La dimenticata Professione Security

La dimenticata Professione Security

di P. De Andreis e S. Tagliaferri - La vicenda di SQL Slammer racconta un mondo incapace di fare i conti con la pervasività dell'informatica e con la sicurezza nel suo senso più ampio. Una situazione paradossale, pericolosa e imbarazzante
di P. De Andreis e S. Tagliaferri - La vicenda di SQL Slammer racconta un mondo incapace di fare i conti con la pervasività dell'informatica e con la sicurezza nel suo senso più ampio. Una situazione paradossale, pericolosa e imbarazzante


Roma – Quanto accaduto nei giorni scorsi lo ha dimostrato una volta per tutte: inutile riempirsi la bocca del termine “Security” se poi non si investe sulla professionalità degli esperti del campo. Che non bastino un software e un paio di click per garantirsi da ogni pericolo l’hanno imparato ormai persino i manager di quelle corporation che hanno passato gli ultimi quattro giorni a chiedersi come mai i server colpiti da SQL Slammer non erano stati patchati in tempo utile.

Quello che continua a mancare, e non certo solo nell’Italia facilona, è l’investimento in una cultura informatica che abbia almeno l’ambizione di poter abbracciare la materia nel suo complesso. Di fronte al marasma causato dal worm, non è proditorio affermare che se si investisse di più non solo nel personale specializzato ma proprio nel training, nell’ottenimento degli skill necessari, nella cultura della Security (e non genericamente “Sicurezza”), non avremmo subìto rallentamenti della rete o addirittura il blocco di interi servizi.

Lo scenario è composito: è quello, per fare un esempio, di un mercato nel quale si muovono con acuta intelligenza numerosi soggetti, che offrono alle aziende di ogni dimensione servizi specializzati, in outsourcing. Con brillanti operazioni di marketing e puntando sulla molla salvifica dell’abbattimento dei costi, queste imprese riescono a farsi affidare la Security, spesso senza essere in grado di offrire vere garanzie. A cominciare dal personale, spesso sottopagato e non messo in condizione di costruire una vera professionalità.
Un quadro desolante che dovrebbe spingere molti a rivedere certe politiche di outsourcing, quando spesso e volentieri le uniche risorse capaci di comprendere fino in fondo non solo le dinamiche di sicurezza dei sistemi ma anche il loro rilievo nell’ambito produttivo sono risorse interne.

*Consegna*:
Estrai dall'articolo su SQL Slammer il passo compreso tra "Lo scenario è" e "una vera professionalità.", estremi inclusi, riportandolo parola per parola.

*Dati forniti*:
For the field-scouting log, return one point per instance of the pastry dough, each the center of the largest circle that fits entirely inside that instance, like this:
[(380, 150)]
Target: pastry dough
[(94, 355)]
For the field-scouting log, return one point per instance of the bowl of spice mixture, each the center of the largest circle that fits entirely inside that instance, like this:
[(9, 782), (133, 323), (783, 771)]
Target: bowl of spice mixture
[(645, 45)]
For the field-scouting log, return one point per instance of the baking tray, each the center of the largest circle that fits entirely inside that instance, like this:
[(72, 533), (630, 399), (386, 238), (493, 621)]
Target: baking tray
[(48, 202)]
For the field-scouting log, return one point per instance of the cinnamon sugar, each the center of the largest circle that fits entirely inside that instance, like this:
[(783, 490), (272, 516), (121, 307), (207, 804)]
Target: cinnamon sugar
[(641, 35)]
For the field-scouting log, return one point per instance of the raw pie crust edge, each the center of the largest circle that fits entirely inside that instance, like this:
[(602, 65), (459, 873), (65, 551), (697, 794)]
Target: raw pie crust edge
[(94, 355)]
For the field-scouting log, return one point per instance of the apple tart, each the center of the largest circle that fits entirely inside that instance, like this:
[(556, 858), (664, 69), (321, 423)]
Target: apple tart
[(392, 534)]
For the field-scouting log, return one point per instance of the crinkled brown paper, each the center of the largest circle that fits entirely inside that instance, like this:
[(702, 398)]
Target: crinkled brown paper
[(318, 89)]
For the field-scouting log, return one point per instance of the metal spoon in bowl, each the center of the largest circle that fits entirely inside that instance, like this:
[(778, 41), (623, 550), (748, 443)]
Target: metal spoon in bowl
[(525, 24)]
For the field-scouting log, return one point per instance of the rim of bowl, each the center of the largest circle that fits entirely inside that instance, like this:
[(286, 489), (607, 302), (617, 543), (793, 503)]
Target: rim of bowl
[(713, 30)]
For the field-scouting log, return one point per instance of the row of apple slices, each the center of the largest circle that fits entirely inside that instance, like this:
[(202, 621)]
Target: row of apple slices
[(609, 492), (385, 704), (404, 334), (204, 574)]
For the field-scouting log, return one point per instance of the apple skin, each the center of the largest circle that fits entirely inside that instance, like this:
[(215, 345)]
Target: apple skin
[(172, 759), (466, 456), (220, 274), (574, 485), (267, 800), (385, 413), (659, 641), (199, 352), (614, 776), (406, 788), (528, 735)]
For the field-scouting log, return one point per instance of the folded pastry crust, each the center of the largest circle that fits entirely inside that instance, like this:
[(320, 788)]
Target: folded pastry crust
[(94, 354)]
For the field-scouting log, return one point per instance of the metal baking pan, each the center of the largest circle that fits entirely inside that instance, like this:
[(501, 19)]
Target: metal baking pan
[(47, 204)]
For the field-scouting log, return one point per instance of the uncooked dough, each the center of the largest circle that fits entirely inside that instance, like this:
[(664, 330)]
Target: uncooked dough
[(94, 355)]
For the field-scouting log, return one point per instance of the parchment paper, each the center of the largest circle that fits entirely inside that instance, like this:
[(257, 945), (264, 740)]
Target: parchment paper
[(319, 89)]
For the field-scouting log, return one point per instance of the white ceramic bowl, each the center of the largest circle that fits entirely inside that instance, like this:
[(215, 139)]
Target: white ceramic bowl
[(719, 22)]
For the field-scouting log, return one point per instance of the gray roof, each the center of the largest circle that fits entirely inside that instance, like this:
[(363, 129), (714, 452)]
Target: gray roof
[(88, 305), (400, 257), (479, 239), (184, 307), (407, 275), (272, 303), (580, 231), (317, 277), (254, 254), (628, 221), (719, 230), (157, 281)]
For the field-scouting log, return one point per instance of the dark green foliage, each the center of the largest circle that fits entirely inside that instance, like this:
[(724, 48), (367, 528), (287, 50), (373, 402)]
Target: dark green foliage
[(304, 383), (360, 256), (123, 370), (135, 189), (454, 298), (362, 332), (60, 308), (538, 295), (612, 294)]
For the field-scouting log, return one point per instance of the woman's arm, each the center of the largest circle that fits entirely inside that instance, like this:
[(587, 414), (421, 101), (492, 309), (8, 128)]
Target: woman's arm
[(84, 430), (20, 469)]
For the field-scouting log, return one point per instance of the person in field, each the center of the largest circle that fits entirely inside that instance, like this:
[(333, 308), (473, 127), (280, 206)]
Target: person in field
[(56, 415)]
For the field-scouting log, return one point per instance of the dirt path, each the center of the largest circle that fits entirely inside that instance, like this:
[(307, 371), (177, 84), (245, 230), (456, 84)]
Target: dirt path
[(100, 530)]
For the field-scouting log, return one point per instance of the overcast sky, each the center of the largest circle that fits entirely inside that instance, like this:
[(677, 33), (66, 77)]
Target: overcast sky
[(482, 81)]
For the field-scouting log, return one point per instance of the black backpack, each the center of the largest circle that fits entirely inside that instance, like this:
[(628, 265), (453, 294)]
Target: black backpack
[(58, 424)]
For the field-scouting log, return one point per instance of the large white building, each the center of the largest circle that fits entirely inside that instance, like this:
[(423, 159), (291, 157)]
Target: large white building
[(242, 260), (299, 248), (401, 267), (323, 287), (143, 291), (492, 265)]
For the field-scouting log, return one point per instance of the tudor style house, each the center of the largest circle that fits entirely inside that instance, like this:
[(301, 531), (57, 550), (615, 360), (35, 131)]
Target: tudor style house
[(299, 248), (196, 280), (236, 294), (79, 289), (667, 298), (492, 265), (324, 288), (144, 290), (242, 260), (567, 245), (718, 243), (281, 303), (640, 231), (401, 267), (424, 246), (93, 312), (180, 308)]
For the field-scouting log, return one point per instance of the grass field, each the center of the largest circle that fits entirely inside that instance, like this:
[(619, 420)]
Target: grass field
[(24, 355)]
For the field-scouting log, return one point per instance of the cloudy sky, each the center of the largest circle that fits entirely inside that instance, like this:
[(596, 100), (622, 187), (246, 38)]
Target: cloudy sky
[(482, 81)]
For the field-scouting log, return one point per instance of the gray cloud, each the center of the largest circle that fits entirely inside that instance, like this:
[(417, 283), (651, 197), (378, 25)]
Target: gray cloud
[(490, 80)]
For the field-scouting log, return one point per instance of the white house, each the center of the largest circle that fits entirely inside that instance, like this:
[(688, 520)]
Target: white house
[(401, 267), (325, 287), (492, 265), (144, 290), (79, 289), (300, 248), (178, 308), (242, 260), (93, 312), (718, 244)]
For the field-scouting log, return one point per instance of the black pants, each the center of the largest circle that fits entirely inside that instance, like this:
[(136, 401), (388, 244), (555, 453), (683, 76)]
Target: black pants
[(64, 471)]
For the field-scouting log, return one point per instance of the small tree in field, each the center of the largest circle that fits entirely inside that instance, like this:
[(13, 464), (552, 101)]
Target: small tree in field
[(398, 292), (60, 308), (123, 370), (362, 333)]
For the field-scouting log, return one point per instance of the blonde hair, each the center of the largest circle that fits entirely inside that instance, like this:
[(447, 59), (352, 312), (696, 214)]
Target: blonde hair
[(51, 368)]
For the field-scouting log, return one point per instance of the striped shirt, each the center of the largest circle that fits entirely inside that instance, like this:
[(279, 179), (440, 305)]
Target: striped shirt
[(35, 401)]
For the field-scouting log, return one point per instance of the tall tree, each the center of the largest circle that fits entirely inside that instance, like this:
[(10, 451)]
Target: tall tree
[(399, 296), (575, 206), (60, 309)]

*Esito del compito*:
Lo scenario è composito: è quello, per fare un esempio, di un mercato nel quale si muovono con acuta intelligenza numerosi soggetti, che offrono alle aziende di ogni dimensione servizi specializzati, in outsourcing. Con brillanti operazioni di marketing e puntando sulla molla salvifica dell’abbattimento dei costi, queste imprese riescono a farsi affidare la Security, spesso senza essere in grado di offrire vere garanzie. A cominciare dal personale, spesso sottopagato e non messo in condizione di costruire una vera professionalità.